Quando l’emergenza coronavirus non era neanche immaginabile, hanno scelto di lasciare la casa di riposo al Corvetto, una delle Rsa dove ora è dilagato il contagio, per sperimentare un nuovo modello. Hanno trovato ospitalità nella Casa anziani gestita dalla Comunità di Sant’Egidio in via Mario Bianco, in un’immobile confiscato alla criminalità organizzata concesso in comodato d’uso dal Comune di Milano. Un’isola felice per quattro anziani, tre donne di 94, 89 e 87 anni e un uomo di 79 anni originario dell’Eritrea, dove il contagio non è entrato. "Dimostra ancora una volta la validità di un modello fatto di piccole residenze diffuse sul territorio – spiega Riccardo Mauri, responsabile del progetto – più facili da controllare".

> Dati forniti:
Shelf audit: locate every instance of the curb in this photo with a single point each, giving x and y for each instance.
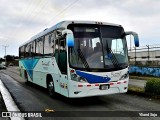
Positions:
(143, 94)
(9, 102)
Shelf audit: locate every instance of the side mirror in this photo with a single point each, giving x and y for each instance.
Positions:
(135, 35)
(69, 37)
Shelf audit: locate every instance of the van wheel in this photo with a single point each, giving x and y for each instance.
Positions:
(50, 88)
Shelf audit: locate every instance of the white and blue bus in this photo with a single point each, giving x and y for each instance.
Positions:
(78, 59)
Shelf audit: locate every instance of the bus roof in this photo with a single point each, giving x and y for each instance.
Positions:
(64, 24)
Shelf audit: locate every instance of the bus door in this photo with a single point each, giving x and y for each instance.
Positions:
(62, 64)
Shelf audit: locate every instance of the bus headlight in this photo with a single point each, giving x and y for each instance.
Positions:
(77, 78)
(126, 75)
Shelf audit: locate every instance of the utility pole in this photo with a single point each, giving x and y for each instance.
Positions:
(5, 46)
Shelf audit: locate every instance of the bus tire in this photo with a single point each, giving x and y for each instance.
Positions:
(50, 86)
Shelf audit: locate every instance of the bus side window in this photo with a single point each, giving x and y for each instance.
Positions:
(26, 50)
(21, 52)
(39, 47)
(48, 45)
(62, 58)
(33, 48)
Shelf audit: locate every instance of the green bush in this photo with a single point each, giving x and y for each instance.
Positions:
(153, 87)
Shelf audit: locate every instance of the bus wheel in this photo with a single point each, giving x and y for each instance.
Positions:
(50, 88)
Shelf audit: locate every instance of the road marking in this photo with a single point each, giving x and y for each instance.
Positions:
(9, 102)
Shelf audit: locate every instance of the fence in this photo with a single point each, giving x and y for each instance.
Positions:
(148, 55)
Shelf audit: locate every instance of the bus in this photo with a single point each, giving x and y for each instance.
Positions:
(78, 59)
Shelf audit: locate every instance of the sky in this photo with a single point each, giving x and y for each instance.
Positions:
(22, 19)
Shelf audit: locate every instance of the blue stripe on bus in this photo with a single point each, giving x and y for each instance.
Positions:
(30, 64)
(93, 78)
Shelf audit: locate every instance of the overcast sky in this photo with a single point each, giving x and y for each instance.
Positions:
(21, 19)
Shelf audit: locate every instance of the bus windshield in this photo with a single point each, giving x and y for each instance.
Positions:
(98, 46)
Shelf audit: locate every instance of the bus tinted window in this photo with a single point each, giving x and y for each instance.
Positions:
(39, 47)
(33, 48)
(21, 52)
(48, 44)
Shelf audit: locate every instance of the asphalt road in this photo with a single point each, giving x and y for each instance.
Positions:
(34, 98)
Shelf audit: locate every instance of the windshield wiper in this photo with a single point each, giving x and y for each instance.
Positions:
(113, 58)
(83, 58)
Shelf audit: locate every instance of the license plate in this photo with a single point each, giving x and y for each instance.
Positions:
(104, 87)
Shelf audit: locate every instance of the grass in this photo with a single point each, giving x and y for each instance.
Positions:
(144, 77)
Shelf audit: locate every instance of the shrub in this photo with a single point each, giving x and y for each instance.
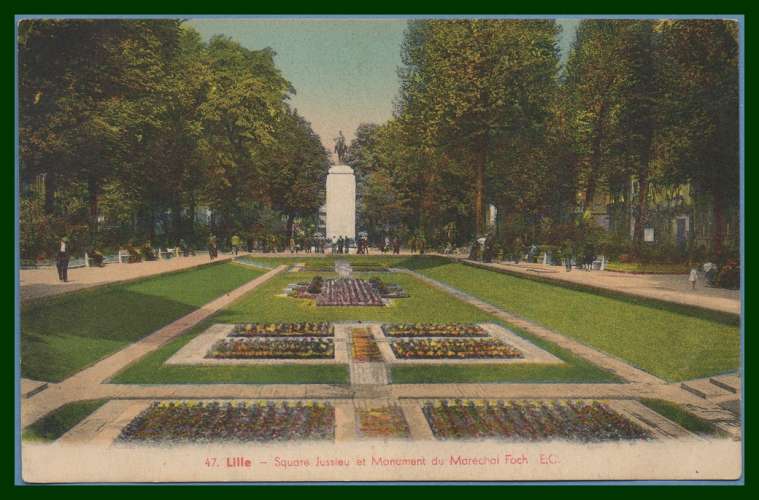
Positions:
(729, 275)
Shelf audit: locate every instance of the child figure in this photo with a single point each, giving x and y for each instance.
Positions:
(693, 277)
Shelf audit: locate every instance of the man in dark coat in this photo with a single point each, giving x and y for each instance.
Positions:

> Domande:
1) Quali età dei quattro anziani ospitati indica il testo sulla casa anziani di Sant’Egidio? Elencale tutte.
2) Prosegui il testo sulla casa anziani di Sant’Egidio dopo la sua ultima frase.

> Risposte:
1) 94, 89, 87 e 79 anni.

2)
Una battaglia vinta, per ora, anche grazie all’impegno della badante ucraina che segue gli anziani, che da marzo si è messa in quarantena con loro, accettando di dormire nella residenza e di uscire solo per estrema necessità. Stop alle visite dei parenti, con incontri solo in collegamento video grazie all’impegno dei volontari. "Nella fase 2 continueremo ad applicare le misure di sicurezza con rigore perché non è il momento di abbassare la guardia – sottolinea Mauri – valuteremo la situazione da domenica per riaprire gradualmente alle visite esterne". Ha trascorso le settimane del lockdown con gli anziani anche Famara, un 27 originario del Gambia da novembre ospite della struttura dopo aver lasciato il dormitorio comunale di viale Ortles. Pur avendo trovato lavoro come magazziniere nella nuova sede di Uniqlo in piazza Cordusio, e potendo garantire un reddito fisso, nessuno era disposto a fargli sottoscrivere un contratto di affitto. Nei giorni scorsi, però, ha fatto i bagagli: grazie a un collega ha trovato un monolocale in cui trasferirsi, in attesa di tornare al lavoro nella fase 2 dell’emergenza coronavirus.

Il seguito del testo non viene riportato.